## THE REQUEST
Pick out every line in the listing below that contains the word "surface" and copy each of those lines.

## LISTED ENTRIES

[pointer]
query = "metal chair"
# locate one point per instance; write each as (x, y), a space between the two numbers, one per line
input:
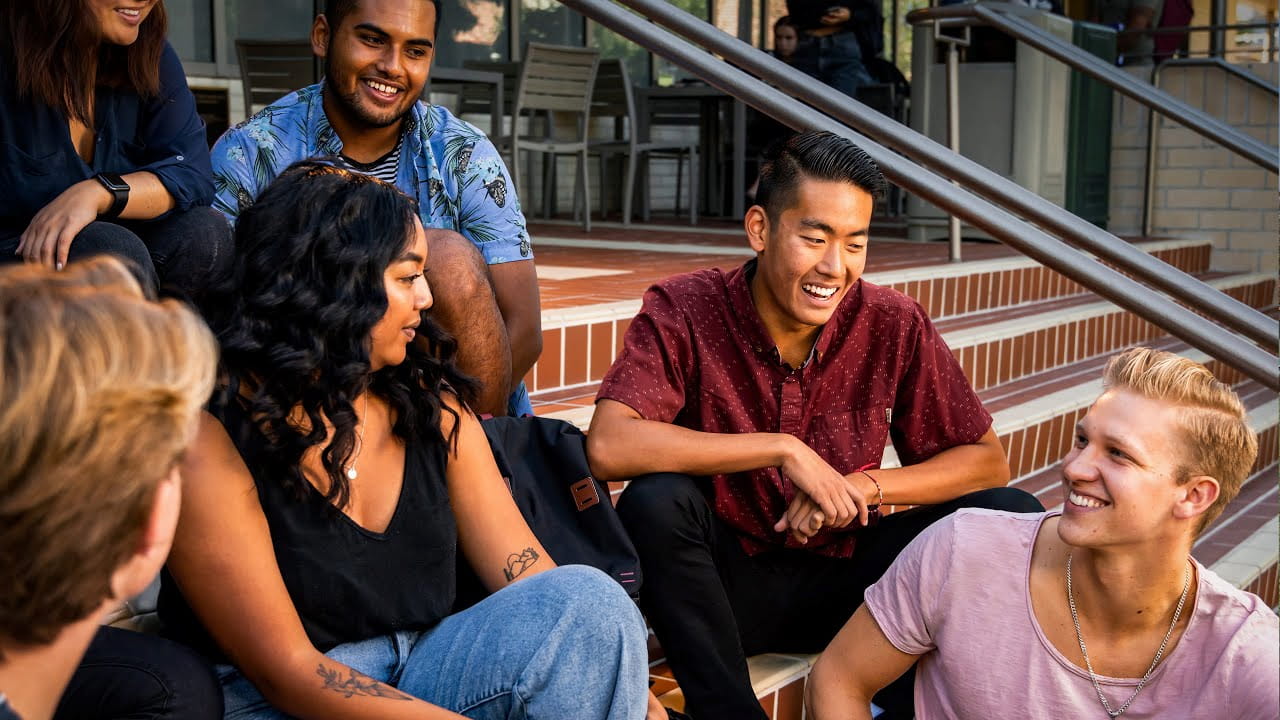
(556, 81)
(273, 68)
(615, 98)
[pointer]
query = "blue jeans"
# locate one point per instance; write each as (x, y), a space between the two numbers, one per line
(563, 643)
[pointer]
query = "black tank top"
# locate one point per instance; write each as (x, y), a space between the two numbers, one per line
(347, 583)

==

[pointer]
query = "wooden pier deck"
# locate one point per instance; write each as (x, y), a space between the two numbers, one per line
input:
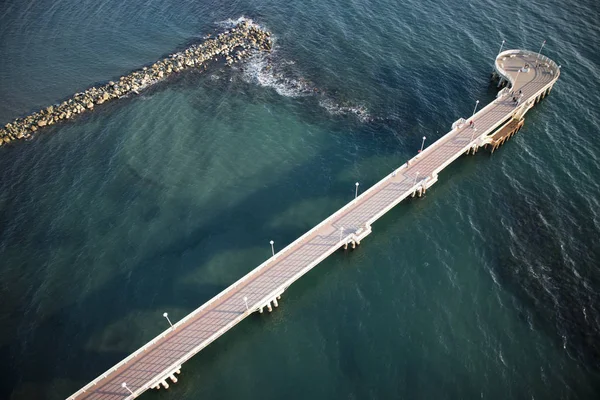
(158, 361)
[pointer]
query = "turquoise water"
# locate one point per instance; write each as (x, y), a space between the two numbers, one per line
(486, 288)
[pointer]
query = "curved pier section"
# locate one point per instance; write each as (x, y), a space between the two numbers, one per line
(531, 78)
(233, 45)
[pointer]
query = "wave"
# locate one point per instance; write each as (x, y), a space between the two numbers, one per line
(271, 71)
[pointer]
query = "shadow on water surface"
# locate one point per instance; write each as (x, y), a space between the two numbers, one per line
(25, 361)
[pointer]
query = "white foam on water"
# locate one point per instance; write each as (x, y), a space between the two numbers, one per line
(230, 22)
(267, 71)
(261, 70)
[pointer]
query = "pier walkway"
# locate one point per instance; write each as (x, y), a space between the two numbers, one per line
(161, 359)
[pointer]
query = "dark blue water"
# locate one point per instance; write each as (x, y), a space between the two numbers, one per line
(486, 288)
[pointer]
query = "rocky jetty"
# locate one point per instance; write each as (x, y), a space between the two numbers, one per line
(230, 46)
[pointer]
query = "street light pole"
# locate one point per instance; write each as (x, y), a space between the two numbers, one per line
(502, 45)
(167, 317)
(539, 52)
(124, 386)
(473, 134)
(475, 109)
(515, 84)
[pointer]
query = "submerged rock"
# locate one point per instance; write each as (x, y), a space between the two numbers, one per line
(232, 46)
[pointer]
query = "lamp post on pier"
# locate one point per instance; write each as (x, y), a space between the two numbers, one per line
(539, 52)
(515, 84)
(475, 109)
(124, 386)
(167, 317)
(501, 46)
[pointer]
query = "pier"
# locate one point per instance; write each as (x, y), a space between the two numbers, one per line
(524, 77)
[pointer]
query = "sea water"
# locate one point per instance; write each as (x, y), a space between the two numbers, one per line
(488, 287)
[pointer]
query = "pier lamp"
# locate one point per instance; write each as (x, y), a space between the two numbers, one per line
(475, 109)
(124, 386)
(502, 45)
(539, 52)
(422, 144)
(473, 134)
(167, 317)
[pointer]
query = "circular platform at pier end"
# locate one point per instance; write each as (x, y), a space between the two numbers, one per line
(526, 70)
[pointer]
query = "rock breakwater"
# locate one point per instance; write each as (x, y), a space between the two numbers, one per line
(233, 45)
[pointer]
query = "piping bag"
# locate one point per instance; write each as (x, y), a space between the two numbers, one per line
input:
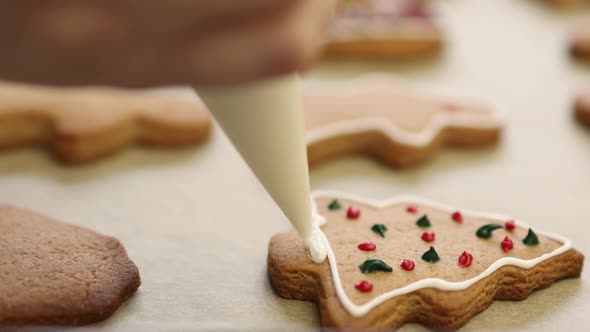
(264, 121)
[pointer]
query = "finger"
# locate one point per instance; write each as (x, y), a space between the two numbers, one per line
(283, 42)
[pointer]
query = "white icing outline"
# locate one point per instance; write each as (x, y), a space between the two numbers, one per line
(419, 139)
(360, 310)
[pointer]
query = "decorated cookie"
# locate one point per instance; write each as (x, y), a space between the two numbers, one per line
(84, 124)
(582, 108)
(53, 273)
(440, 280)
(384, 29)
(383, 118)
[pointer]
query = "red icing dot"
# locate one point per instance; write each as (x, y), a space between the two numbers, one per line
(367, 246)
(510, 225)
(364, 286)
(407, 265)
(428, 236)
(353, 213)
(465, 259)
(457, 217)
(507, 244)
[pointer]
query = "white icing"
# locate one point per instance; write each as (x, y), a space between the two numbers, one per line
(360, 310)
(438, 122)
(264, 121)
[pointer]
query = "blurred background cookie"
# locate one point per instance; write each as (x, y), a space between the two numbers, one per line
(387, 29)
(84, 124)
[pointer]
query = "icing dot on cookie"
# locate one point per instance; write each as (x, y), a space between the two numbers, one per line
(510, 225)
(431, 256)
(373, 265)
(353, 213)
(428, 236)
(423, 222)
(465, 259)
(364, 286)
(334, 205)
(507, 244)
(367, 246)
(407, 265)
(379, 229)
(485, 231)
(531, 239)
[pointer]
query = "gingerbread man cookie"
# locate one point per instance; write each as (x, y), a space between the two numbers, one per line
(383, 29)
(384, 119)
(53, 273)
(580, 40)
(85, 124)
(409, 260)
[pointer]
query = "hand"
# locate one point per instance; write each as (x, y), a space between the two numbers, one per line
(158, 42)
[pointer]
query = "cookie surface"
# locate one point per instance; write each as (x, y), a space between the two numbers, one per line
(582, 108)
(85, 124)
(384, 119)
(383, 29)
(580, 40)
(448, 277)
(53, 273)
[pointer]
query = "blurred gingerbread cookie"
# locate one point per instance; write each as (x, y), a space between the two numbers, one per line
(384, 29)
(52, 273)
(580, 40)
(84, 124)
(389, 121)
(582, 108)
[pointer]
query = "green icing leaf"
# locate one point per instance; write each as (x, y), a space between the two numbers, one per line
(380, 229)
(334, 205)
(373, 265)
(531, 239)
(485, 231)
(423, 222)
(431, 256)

## CORRECT ANSWER
query = "shadow on water surface"
query = "cookie surface"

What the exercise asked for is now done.